**EXERCISE**
Copy all of these items again in full, requests included, and shift every coordinate in the answers by -33. Leave the numbers in the requests and their format samples unchanged.

═════ GIVEN RECORDS

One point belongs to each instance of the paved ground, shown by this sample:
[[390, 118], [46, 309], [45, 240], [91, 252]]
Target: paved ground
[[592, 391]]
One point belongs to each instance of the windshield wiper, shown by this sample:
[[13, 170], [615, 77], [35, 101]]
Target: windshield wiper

══════════

**SOLUTION TO THE PROBLEM**
One point belongs to each instance of the paved ground, shown by this sample:
[[390, 118], [46, 309], [45, 240], [91, 252]]
Target: paved ground
[[559, 358]]
One point belongs to each instance of the windshield wiper, shown by this sample:
[[13, 170], [615, 77], [35, 101]]
Target: windshield wiper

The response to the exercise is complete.